> Reading text
.....

MSGFPlus / msgfplus

MS-GF+ (aka MSGF+ or MSGFPlus) performs peptide identification by scoring MS/MS spectra against peptides derived from a protein sequence database.
Other
72 stars 36 forks source link

Generating decoy database + further processing #150

Closed JannikSchneider12 closed 5 months ago

JannikSchneider12 commented 5 months ago

Hey,

I wanted to use msgf+ and after that percolator. So for the further conversion, I also need the decoy database. However when I am creating it with the -tda parameter, I am getting this error:

(peptideidentification) jannik@DELLXPS:~/msgfplus$ java -Xmx3500M -jar MSGFPlus.jar -s /home/jannik/data/consensus_spectra/falcon_run_1_50_conservative.mgf -d /home/jannik/data/BSA.fasta -tda 1 MS-GF+ Release (v2023.01.12) (12 January 2023) Java 11.0.21 (Ubuntu) Linux (amd64, version 5.15.133.1-microsoft-standard-WSL2) Loading database files... Creating /home/jannik/data/BSA.revCat.fasta. java.lang.NullPointerException at edu.ucsd.msjava.msdbsearch.ReverseDB.reverseDB(ReverseDB.java:91) at edu.ucsd.msjava.ui.MSGFPlus.runMSGFPlus(MSGFPlus.java:225) at edu.ucsd.msjava.ui.MSGFPlus.runMSGFPlus(MSGFPlus.java:113) at edu.ucsd.msjava.ui.MSGFPlus.main(MSGFPlus.java:61)

Can somebody help me?

Thanks for your help and time

FarmGeek4Life commented 5 months ago

The only possibility I can see without access to the .fasta file is that the very first line in the file doesn't start with '>'.

.....

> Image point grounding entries
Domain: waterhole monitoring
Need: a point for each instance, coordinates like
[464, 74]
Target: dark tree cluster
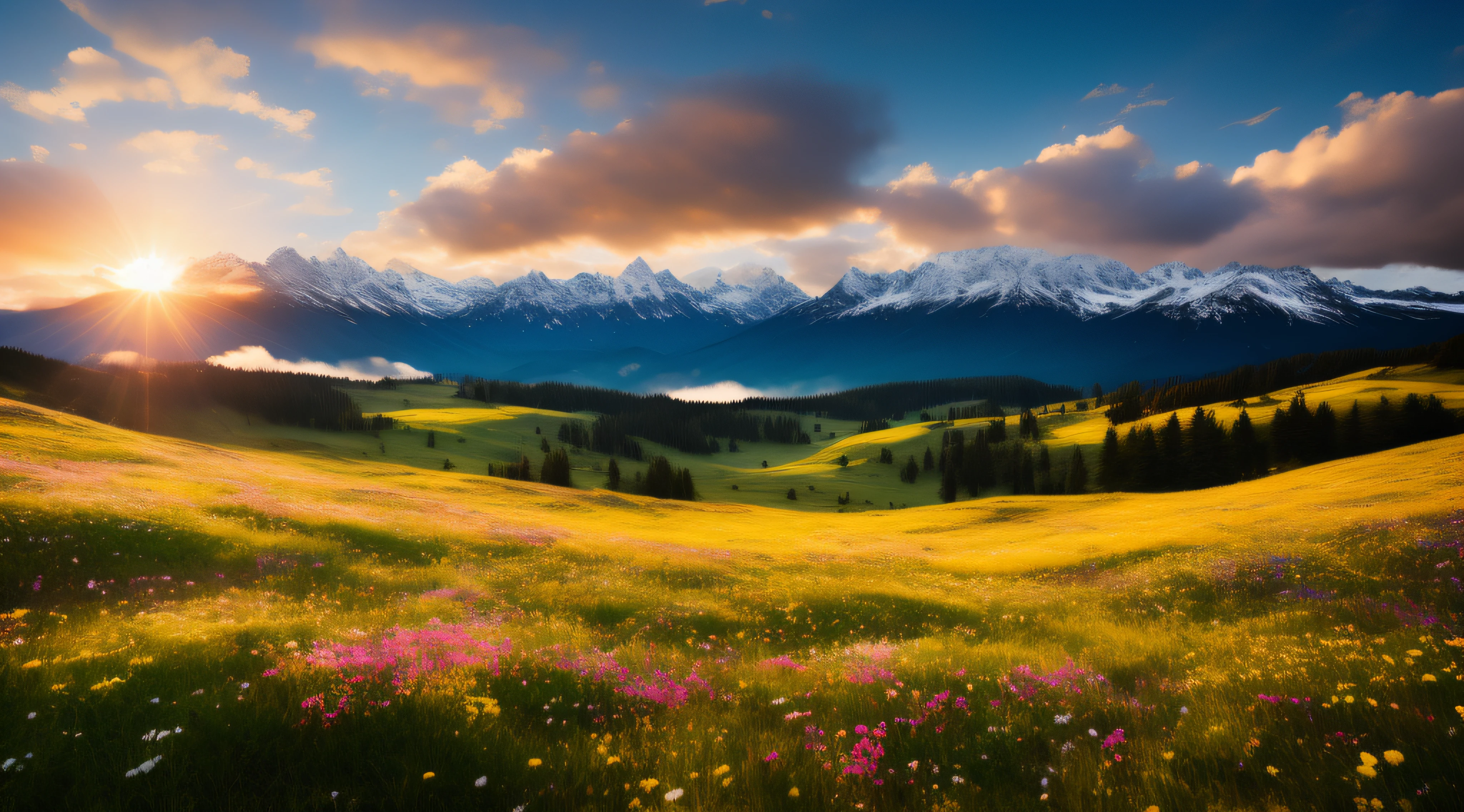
[984, 409]
[990, 460]
[523, 470]
[690, 428]
[137, 398]
[894, 400]
[1134, 400]
[557, 469]
[1206, 454]
[1179, 457]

.....

> The problem
Carry on the MS-GF+ decoy database thread, starting after its last line. These entries were taken from a different source than the thread above them.

> Response box
JannikSchneider12 commented 5 months ago

Thanks for your help. I tried it with a fasta from uniprot and that worked. But I have a follow up question. I wanted to use percolator and thus convert the output to a pin file. The procedure also expects a decoy database but in mzid format (Usage: msgf2pin [options] target.mzid decoy.mzid). However I could not find a generated mzid file for the decoy database and also not a parameter in the documentation. So I only found the four auxiliary files that are created out of my database.

Thanks again for your time and help

FarmGeek4Life commented 5 months ago

I am not that familiar with percolator, but I believe what it wants is for you to perform a target-only search and then a decoy-only search (both with -tda 0, and the decoy search with a separately-generated decoy-only .fasta file), and use the resulting .mzid files as the input to msgf2pin. I don't have an answer on what you can use to generate the decoy-only .fasta file, as MS-GF+ only generates a single .fasta file with the target proteins first and then adds all of the proteins again but with a name prefix and the sequences reversed.

JannikSchneider12 commented 5 months ago

Thanks for your help. I looked at pyteomics and could use a function to create a database just with decoys. The prefix that I am setting to my decoy database should not matter in this case, right?

FarmGeek4Life commented 5 months ago

I don't think it does, but XXX_ is the default MS-GF+ uses, and I know some other tools use REV_; the pyteomics default is DECOY_. I suggest you use whatever is preferred by software processing the .mzid file.